● Parts of the exercise
1) According to the court excerpt on Sygma Photo News, how many photographers' work does the agency represent for the sale of reproduction rights?
2) Carry on the court excerpt about Sygma and the photographer Michael Childers from the point where it stops.

● Selected extract
• • • • • • •
Uncontroverted sworn affidavits provided by plaintiff establish the following facts: Sygma Photo News, Inc. ("Sygma") acts "as representative and agent for the sale of one-time, non-exclusive reproduction rights to the photographs of over 900 photographers." Hovde Affidavit ¶ 2. Plaintiff Michael Childers is one such photographer. Sygma has acted as plaintiff's exclusive agent for the distribution and sale of one-time reproduction rights to his photographs for over seven years. Childers' Affidavit ¶ 4; Laffont Affidavit ¶ 4; Hovde Affidavit ¶ 3. Plaintiff's photographs, as well as most photographs distributed by Sygma, are marketed by Sygma in the following manner, as described by Sygma's director and chief executive officer:

A potential customer telephones us, identifies himself, indicates the type of photographs needed and their intended use. SYGMA then makes a selection of images from our stock library based upon the customer's request. The customer arranges for the selection to be picked up and then reviews the selection. The customer then telephones SYGMA to advise if he is interested in any of the photographs, and if he is, we agree on a price based upon such factors as the nature of the specified use, the number and quality of the image or images desired and the reputation of the photographer. The customer then reproduces the desired image on its plates, and returns all the slides to SYGMA. SYGMA then confirms the transaction in an invoice which identifies the customer, the authorized use, the image, the photographer and the price. In most instances, the customer pays after receipt of the invoice.

Laffont Affidavit ¶ 3.

The customer's intended use influences Sygma's choice of selections from its stock library. For example, if a customer intends to use the photographs in "any publications which might be considered of questionable taste," Sygma will not provide any of the plaintiff's photographs in the selection. Laffont Affidavit ¶ 5; see also Hovde Affidavit ¶ 3. This understandable practice stems from the professional status of photographers such as Childers and his subjects' preferences: "Prominent screen actors and actresses ... have specifically requested that I photograph them or have agreed to pose for me because of their confidence in my personal taste, integrity and discretion — i.e. I would not sell their photographs to sleazy, exploitive or pornographic publications, such as ... `High Society' ...." Childers' Affidavit ¶ 2; see also id. ¶¶ 7-9; Laffont Affidavit ¶ 5; Hovde Affidavit ¶ 3. In further support of this stated policy, both Sygma and the plaintiff note that they have on several occasions refused "out of hand" requests by "similar" magazines and newspapers for Childers' photographs. Childers' Affidavit ¶¶ 5 & 6; Laffont Affidavit ¶ 5.
• • • • • • •
Entries outlining labeled areas:
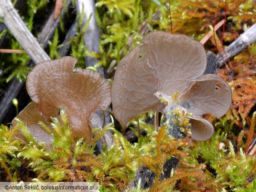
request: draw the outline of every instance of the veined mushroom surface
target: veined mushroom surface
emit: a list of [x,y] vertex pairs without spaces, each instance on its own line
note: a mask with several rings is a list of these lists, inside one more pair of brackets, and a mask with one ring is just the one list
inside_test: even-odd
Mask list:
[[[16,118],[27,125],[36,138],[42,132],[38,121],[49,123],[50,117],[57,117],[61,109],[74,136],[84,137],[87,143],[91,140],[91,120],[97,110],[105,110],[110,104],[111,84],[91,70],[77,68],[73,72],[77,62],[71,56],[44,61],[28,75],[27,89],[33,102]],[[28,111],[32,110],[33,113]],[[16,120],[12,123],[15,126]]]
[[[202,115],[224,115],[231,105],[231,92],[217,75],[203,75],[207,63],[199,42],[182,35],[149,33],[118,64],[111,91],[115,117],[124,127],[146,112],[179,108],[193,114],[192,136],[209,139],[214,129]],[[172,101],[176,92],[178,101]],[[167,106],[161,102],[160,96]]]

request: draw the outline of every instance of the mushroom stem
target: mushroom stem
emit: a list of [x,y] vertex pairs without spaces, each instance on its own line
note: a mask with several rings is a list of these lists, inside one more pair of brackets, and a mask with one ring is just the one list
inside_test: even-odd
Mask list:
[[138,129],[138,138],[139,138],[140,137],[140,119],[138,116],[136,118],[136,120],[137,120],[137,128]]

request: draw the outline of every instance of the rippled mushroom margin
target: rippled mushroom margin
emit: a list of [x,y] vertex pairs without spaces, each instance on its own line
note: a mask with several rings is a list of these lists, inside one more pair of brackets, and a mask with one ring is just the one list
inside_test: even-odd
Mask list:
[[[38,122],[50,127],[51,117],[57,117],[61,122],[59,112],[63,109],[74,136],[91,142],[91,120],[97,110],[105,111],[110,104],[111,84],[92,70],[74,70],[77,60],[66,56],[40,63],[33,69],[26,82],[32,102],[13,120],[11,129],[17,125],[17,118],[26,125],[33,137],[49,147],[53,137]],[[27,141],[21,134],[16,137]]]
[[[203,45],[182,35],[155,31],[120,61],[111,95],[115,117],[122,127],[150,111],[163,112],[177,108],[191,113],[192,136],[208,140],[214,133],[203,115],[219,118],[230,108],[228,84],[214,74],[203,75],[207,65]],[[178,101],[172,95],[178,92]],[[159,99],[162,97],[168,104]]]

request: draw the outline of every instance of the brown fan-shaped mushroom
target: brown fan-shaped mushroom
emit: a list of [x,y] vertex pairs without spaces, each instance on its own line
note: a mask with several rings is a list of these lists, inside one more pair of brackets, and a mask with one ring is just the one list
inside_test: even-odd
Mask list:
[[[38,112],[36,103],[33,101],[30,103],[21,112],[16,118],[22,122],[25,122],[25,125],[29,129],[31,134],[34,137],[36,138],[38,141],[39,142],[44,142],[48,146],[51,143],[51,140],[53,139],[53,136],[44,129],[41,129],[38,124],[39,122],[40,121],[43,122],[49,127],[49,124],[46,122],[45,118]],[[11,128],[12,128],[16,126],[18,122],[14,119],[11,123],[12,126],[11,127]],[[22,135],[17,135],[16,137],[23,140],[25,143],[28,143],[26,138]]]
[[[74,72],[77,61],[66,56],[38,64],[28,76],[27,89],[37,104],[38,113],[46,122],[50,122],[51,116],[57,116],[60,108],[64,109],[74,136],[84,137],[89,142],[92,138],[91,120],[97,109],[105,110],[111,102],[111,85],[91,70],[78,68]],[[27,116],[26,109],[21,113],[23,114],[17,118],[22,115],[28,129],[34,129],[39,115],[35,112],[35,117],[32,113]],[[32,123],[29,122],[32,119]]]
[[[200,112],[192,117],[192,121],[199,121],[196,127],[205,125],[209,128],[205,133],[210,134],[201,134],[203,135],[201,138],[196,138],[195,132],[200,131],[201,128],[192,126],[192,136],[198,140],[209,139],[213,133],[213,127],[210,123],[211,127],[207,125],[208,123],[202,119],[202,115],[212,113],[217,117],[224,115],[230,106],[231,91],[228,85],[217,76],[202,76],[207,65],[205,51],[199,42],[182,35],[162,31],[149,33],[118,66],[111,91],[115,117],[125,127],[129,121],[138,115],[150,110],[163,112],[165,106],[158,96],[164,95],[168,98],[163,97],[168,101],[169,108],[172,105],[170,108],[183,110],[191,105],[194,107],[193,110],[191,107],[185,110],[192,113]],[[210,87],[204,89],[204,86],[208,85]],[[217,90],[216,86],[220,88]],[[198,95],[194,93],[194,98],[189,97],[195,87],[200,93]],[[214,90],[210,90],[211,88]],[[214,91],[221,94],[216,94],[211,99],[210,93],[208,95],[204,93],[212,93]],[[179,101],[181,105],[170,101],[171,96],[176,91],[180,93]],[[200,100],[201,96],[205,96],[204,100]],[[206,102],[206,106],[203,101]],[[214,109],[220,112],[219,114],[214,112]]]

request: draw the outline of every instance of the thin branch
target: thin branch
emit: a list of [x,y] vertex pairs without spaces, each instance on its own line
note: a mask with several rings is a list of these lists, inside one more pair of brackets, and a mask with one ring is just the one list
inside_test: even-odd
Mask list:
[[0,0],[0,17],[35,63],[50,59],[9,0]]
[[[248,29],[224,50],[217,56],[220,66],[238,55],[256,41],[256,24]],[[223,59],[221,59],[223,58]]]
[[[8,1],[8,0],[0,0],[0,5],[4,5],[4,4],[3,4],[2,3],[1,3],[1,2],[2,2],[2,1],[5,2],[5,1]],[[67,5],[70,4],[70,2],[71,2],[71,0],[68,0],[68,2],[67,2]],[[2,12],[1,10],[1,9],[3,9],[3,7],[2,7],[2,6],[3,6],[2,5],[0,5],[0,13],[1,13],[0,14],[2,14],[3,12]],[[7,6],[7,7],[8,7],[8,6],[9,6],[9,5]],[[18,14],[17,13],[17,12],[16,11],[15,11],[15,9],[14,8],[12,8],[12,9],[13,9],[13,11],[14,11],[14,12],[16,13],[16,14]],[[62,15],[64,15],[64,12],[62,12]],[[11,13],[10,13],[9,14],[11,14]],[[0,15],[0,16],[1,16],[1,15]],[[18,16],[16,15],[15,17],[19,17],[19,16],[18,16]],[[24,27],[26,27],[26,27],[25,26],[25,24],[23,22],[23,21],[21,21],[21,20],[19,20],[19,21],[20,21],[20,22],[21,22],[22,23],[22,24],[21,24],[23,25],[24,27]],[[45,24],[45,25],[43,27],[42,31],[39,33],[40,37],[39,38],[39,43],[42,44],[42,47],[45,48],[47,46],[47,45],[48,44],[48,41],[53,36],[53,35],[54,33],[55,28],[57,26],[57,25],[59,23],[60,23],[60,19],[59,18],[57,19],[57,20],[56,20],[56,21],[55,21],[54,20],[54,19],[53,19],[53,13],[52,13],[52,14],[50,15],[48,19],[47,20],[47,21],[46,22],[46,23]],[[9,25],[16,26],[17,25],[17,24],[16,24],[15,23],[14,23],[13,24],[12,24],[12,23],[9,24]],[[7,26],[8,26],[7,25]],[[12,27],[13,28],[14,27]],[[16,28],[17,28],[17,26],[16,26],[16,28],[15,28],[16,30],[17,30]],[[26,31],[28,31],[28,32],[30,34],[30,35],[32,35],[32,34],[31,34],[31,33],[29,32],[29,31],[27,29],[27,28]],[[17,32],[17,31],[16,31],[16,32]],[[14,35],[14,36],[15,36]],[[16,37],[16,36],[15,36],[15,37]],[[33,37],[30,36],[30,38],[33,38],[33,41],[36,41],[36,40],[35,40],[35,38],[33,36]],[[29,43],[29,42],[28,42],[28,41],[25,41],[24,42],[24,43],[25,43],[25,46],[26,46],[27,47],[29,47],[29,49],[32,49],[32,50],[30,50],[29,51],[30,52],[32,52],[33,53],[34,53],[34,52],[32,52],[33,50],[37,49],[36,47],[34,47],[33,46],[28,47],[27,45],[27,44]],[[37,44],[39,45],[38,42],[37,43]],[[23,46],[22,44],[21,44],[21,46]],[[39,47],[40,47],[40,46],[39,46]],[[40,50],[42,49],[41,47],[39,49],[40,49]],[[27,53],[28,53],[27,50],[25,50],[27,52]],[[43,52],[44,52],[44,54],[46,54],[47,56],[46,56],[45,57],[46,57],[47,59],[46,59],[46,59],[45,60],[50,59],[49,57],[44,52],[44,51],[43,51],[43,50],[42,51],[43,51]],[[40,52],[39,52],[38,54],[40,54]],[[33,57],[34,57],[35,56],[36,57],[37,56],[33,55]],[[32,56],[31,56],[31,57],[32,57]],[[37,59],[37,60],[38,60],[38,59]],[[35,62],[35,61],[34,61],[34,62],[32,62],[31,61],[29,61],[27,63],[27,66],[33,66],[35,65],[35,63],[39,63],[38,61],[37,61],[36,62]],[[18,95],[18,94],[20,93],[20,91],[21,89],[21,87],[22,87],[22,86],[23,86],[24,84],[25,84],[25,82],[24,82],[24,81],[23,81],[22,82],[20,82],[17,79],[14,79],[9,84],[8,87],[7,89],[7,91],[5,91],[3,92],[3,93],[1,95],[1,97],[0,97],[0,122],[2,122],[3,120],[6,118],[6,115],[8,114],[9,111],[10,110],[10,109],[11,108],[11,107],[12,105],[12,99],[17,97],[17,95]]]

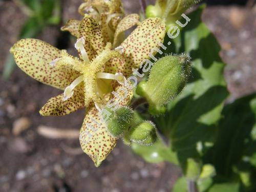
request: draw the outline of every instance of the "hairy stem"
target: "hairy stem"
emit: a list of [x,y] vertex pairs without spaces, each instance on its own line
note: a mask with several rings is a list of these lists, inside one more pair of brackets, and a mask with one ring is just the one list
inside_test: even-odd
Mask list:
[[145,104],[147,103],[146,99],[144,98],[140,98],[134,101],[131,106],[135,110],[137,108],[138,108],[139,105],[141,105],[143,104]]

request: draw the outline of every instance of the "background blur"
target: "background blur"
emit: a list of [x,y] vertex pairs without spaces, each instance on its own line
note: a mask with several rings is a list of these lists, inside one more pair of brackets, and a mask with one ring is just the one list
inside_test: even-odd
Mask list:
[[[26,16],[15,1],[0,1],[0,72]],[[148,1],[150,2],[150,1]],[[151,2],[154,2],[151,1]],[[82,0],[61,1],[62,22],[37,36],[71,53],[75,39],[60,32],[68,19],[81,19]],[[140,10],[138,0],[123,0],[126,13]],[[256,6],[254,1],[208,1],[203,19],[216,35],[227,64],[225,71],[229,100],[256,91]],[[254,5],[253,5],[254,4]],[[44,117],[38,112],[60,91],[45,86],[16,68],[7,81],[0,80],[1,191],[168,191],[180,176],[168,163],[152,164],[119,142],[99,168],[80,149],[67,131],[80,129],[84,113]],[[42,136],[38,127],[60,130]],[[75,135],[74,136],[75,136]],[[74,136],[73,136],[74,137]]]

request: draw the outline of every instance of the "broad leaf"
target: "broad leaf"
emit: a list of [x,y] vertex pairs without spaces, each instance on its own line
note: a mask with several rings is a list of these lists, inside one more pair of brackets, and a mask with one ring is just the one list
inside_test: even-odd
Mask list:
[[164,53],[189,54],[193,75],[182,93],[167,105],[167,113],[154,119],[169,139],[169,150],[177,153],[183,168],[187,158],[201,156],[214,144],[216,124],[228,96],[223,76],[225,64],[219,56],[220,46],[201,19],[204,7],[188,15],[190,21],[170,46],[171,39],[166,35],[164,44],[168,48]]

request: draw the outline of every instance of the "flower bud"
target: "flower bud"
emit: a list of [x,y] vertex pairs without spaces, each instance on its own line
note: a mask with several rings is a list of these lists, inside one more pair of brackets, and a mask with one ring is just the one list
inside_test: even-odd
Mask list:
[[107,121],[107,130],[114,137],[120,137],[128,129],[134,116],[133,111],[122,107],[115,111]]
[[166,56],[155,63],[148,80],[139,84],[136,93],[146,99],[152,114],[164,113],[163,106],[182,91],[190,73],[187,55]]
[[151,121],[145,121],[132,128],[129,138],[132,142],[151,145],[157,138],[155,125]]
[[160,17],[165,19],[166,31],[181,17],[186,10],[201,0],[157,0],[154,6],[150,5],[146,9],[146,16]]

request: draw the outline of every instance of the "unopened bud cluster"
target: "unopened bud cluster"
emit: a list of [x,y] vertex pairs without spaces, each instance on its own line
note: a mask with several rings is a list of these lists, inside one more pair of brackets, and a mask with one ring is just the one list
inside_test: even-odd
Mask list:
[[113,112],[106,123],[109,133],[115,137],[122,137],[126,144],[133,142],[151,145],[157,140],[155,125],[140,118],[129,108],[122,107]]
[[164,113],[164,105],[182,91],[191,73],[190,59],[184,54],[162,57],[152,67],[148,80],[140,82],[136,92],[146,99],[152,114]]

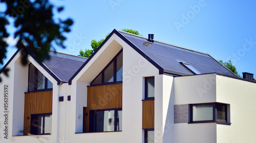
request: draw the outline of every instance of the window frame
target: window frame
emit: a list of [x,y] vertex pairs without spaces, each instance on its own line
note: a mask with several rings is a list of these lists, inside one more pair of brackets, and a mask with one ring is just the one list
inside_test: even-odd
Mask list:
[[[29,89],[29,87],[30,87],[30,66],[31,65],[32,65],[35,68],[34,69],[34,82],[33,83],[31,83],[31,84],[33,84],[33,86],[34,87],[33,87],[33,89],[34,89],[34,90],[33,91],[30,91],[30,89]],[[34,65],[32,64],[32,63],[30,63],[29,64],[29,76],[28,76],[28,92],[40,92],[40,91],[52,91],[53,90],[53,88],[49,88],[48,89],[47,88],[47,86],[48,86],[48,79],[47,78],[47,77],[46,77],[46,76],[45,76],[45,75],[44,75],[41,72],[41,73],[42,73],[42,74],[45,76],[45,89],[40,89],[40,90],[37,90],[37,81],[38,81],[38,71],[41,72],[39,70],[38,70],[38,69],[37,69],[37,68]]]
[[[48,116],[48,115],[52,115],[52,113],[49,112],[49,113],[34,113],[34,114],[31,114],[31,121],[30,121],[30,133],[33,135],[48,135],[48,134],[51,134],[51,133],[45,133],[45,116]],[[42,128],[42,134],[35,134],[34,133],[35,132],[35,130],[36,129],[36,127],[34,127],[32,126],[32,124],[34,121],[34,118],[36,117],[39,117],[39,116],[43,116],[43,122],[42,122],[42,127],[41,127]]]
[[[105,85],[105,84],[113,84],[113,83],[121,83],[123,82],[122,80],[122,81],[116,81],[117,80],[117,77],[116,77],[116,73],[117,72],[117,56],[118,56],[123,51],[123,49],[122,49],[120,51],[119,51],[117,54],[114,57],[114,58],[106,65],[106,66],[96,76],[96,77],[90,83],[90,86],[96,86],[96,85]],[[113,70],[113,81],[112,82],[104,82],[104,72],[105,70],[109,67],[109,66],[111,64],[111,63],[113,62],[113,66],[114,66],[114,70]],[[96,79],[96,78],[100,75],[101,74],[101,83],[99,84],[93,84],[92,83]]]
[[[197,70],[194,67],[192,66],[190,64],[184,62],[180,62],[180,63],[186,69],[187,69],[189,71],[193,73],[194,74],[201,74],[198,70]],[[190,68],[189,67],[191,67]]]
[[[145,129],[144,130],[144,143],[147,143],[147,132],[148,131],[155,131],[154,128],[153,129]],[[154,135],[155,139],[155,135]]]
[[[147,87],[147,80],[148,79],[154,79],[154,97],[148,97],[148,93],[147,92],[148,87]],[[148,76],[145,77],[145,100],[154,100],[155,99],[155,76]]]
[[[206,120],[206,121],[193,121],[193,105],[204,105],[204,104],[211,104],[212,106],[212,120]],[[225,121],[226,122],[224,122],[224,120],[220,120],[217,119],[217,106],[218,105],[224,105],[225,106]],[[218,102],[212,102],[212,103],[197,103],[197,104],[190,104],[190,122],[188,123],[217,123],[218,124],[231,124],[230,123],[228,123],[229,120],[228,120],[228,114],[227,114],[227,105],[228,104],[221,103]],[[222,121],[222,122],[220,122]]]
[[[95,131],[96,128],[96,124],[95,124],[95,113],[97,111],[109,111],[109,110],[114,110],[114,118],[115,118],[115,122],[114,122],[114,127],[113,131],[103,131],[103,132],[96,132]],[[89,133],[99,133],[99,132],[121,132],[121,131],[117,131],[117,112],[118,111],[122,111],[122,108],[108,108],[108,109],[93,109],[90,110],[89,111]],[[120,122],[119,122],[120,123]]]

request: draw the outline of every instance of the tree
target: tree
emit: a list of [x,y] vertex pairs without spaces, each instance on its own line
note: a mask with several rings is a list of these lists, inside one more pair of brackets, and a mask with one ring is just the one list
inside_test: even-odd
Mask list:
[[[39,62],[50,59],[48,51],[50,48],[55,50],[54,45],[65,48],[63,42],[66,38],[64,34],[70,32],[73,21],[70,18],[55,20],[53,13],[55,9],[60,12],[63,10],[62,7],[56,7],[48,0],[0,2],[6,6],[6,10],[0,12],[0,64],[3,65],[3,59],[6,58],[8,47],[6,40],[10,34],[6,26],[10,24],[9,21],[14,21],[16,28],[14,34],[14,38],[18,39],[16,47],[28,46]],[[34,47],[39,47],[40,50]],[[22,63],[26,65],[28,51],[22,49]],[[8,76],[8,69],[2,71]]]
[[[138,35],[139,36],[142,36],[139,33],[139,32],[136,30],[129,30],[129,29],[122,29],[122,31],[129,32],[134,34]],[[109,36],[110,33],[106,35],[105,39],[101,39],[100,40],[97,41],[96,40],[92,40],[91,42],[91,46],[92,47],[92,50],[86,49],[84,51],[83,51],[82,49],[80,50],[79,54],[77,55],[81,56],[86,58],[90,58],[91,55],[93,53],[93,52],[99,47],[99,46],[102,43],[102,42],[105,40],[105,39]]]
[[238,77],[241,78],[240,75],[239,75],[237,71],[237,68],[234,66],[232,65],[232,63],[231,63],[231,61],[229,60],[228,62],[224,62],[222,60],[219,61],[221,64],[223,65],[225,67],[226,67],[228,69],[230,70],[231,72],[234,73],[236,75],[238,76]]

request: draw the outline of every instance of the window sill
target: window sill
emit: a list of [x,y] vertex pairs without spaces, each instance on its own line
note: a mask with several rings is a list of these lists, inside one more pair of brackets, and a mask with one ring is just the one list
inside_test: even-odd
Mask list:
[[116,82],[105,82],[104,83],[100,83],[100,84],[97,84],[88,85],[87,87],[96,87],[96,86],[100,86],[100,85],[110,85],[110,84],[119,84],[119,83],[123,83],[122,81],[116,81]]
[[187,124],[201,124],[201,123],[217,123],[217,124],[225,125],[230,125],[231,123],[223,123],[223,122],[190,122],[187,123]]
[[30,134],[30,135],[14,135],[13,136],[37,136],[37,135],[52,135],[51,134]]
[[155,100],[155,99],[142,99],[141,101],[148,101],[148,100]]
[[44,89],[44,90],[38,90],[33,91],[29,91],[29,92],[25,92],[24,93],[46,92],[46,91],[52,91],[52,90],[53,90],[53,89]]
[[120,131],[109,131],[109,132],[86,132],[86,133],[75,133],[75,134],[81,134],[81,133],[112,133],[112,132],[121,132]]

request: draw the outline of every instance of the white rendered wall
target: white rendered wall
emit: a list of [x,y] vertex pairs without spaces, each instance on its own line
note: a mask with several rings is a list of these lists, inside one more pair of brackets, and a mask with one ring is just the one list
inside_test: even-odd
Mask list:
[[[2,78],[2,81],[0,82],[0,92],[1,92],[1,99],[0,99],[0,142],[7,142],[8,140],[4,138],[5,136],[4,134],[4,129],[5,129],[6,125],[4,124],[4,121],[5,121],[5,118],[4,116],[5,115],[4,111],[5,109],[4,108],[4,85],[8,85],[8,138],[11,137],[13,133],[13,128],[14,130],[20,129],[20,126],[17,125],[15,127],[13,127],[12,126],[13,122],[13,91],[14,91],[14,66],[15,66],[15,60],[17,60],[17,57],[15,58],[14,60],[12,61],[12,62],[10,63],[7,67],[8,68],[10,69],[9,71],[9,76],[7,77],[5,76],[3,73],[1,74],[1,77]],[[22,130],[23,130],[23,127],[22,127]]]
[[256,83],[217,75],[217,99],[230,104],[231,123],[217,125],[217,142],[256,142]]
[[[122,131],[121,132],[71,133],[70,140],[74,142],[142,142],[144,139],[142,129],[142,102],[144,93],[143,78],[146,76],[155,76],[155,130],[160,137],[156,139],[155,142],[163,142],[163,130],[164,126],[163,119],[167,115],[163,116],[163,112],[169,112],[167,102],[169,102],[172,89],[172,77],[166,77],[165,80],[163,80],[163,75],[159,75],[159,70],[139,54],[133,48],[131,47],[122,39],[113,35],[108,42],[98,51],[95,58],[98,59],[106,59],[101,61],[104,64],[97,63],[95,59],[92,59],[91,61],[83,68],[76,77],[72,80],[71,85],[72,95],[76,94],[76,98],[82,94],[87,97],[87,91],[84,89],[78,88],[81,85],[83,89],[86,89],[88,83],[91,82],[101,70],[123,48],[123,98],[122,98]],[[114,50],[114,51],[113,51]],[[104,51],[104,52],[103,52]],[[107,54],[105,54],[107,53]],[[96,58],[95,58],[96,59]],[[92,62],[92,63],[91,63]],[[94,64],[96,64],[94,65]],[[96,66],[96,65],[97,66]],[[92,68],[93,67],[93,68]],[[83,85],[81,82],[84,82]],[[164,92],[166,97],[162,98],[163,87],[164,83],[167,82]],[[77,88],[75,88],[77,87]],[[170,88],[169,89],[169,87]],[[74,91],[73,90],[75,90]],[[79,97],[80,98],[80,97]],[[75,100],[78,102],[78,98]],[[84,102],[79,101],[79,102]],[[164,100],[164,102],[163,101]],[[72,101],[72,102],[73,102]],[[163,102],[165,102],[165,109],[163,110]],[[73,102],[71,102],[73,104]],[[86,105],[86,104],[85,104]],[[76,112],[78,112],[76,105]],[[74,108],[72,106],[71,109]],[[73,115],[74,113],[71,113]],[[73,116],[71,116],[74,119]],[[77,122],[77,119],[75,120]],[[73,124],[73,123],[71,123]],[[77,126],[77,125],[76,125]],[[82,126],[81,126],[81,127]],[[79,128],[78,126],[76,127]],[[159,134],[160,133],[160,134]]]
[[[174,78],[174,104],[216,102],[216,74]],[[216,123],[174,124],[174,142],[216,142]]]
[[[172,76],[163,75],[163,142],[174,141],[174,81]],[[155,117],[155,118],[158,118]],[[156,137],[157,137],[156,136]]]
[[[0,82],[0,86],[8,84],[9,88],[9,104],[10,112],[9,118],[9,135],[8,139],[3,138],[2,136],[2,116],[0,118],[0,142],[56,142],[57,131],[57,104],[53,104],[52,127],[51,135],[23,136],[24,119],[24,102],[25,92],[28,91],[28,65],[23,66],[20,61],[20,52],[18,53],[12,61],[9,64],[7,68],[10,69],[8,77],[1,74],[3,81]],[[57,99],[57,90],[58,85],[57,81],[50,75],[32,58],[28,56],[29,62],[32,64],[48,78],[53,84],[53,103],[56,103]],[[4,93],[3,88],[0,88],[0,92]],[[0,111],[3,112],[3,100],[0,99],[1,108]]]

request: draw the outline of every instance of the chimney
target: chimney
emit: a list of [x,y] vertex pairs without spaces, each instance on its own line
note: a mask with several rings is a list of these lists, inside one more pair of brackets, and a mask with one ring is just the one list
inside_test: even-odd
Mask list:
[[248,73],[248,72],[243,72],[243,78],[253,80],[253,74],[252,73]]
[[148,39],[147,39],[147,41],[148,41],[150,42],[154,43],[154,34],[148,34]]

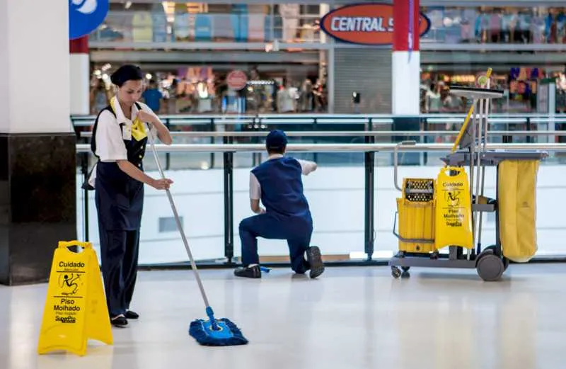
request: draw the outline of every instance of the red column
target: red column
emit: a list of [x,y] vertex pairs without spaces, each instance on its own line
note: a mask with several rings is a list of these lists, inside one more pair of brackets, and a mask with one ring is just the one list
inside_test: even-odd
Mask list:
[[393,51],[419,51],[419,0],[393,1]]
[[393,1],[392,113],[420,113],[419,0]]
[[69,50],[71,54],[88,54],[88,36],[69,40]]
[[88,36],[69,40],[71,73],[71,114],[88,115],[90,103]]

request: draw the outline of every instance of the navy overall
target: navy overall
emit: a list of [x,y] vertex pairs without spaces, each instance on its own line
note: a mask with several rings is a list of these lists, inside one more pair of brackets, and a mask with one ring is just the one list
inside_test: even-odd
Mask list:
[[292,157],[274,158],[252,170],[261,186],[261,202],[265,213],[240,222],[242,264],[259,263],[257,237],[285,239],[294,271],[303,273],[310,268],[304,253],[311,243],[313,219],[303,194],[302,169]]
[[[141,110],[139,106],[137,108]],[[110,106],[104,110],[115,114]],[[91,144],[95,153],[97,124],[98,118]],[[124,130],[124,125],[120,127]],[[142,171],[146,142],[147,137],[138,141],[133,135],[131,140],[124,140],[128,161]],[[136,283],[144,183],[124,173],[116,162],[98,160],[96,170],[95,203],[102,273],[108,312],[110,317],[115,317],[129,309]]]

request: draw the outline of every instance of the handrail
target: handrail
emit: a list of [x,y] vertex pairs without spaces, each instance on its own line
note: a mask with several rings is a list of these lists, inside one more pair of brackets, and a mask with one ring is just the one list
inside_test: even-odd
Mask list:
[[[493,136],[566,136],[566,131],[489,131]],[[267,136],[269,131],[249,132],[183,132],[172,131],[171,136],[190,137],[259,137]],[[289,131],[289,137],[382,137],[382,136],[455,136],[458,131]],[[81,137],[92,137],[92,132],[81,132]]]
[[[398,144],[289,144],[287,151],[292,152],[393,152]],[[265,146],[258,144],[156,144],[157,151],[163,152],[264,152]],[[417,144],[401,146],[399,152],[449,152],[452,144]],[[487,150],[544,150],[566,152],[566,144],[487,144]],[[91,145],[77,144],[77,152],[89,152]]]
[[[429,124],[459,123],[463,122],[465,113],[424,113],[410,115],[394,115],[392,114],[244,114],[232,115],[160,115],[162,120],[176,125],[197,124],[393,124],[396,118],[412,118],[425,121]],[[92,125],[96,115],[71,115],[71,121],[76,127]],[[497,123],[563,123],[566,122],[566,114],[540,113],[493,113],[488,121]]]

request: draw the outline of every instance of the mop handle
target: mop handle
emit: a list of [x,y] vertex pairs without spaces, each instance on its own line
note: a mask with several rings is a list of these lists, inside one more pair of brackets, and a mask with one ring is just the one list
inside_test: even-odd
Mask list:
• • • • • • •
● In response
1) Over 900 photographers.

2)
In June 1980, Lawrence Hovde, a sales-person in Sygma's celebrity/glamour department, was contacted by telephone by a woman who introduced herself as Sue Stevens of Drake. Hovde Affidavit ¶ 4. Mr. Hovde described the conversation as follows:

Ms. Stevens stated that she was interested in purchasing one-time reproduction rights of photographs of VALERIE PERRINE, ALI MACGRAW, JILL CLAYBURGH and some others for use as contributions in a series of paperback trade books to be entitled "Media Stars." Ms. Stevens described "Media Stars" as glamourous, inoffensive trade paperback books comprised of collections of photographs by various well-known photographers together with short biographies of popular television and motion picture stars.

Id. Hovde then questioned his co-workers concerning Drake's reputation. Id. ¶ 5. At the time, no one was aware that Drake was associated with the magazine High Society. In fact, until 1978 Drake apparently only published works unrelated to the genre in question. In 1978, Drake went into bankruptcy and sold several of its principal assets to another publishing company.3 High Society at that time purchased Drake's stock and Drake filed a Certificate of Doing Business as High Society magazine with the New York County Clerk. Laffont stated that even had it known Drake published High Society, the photographs still could have been sold to Drake relying on the defendants' representation that the photographs were for use in an "inoffensive trade paperback book" entitled "Media Stars," and not in High Society magazine. Laffont Affidavit ¶ 8. In any case, Sygma was not aware of either the connection between High Society and Drake or of the actual intended use of the photographs in question until after all three were sold to Drake. Laffont Affidavit ¶ 6; Hovde Affidavit ¶¶ 6, 13, 14 & 18.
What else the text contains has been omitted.